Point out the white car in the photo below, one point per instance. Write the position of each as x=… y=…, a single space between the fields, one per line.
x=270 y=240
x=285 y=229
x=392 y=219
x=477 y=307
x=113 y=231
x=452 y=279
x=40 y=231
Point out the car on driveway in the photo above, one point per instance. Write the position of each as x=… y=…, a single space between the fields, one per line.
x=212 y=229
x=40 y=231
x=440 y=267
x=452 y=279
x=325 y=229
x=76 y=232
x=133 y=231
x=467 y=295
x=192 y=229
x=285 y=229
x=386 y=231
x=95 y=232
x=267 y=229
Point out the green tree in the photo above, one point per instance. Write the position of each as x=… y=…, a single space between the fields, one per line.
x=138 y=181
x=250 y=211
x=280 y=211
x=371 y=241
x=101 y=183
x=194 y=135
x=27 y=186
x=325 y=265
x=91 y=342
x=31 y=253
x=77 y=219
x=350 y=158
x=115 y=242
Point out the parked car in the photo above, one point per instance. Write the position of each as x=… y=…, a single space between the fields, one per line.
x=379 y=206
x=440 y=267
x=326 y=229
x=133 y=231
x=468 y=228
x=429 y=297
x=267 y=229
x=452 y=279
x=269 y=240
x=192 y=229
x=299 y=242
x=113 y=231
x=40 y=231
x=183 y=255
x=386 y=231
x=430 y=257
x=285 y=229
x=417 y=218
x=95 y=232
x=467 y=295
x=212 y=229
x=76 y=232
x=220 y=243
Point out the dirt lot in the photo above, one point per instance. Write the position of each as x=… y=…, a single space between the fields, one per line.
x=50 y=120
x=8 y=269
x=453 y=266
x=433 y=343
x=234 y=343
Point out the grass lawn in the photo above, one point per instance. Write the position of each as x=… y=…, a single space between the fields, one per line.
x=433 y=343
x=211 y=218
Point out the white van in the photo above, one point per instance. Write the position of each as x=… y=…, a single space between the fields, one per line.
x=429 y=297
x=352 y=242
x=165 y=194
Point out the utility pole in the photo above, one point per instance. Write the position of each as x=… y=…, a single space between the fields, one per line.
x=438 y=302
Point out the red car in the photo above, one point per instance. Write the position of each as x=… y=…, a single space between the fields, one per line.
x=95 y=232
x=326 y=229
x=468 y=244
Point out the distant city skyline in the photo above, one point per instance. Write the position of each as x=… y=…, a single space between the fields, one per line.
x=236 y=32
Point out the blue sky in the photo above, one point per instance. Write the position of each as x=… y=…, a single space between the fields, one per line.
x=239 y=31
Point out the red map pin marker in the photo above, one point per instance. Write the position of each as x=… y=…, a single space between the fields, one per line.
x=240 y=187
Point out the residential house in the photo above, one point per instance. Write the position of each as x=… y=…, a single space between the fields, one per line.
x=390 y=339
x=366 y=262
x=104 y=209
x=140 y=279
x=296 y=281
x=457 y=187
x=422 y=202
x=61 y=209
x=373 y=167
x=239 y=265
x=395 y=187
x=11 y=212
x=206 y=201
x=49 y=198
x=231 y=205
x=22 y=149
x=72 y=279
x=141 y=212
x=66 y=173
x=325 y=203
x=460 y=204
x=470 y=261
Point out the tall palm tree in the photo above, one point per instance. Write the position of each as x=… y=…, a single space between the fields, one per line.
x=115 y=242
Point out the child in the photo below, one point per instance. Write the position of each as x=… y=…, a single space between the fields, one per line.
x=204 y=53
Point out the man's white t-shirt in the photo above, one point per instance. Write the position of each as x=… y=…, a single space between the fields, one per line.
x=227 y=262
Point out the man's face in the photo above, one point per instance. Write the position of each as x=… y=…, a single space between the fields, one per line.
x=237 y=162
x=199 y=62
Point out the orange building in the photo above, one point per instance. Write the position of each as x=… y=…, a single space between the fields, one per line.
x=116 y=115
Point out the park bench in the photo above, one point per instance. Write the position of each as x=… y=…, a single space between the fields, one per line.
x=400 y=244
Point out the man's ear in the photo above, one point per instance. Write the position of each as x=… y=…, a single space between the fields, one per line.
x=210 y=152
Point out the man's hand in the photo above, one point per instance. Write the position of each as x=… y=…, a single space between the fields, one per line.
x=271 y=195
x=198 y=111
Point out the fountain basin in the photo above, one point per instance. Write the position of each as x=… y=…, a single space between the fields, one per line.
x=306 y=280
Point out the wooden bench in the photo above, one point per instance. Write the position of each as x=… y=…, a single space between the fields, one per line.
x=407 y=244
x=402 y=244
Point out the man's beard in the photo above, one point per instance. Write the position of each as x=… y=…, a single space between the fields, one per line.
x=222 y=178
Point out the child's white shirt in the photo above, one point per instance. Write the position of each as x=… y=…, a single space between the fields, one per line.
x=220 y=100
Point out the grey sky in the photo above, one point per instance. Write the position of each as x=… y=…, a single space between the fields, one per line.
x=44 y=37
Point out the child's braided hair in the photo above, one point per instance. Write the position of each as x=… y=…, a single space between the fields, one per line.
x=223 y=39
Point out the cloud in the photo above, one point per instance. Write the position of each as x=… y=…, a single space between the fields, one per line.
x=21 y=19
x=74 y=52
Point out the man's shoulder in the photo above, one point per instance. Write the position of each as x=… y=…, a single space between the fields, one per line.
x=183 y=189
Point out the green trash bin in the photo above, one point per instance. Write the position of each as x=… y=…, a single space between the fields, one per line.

Your instructions:
Reproduce the records verbatim, everything from the first line down to the line containing "x=211 y=218", with both of those lines included.

Expected answer:
Point out the white car in the photo below, one point per instance. Write the position of each as x=… y=…, a single space between the fields, one per line.
x=270 y=240
x=285 y=229
x=392 y=219
x=477 y=307
x=113 y=231
x=452 y=279
x=40 y=231
Point out the car on driveway in the photo above, one point per instance. Write the position of each as x=… y=…, a single space between the fields, one per line.
x=212 y=229
x=40 y=231
x=440 y=267
x=452 y=279
x=325 y=229
x=76 y=232
x=133 y=231
x=467 y=295
x=192 y=229
x=285 y=229
x=386 y=231
x=95 y=232
x=267 y=229
Point out the green tree in the photo above, one point per instance. Write the position of each as x=… y=…, a single space between the fields, one per line.
x=138 y=181
x=250 y=211
x=280 y=211
x=371 y=241
x=101 y=183
x=194 y=135
x=27 y=186
x=325 y=265
x=91 y=342
x=31 y=253
x=77 y=219
x=350 y=158
x=115 y=242
Point out the parked car in the photo above, one point per instance. Write the position of each as x=… y=…, a single space between the fields, one per line.
x=379 y=206
x=440 y=267
x=326 y=229
x=133 y=231
x=468 y=228
x=429 y=297
x=267 y=229
x=452 y=279
x=269 y=240
x=192 y=229
x=299 y=242
x=113 y=231
x=40 y=231
x=183 y=255
x=386 y=231
x=430 y=257
x=285 y=229
x=417 y=218
x=95 y=232
x=467 y=295
x=212 y=229
x=76 y=232
x=220 y=243
Point out the dirt lot in the photo above, one point per instance. Write the position of each as x=… y=…, a single space between the fields, one per line.
x=50 y=120
x=8 y=269
x=453 y=266
x=433 y=343
x=234 y=343
Point out the grass lawn in the photo above, one point per instance. Write the position of each as x=… y=…, a single space between the fields, one per line.
x=433 y=343
x=211 y=218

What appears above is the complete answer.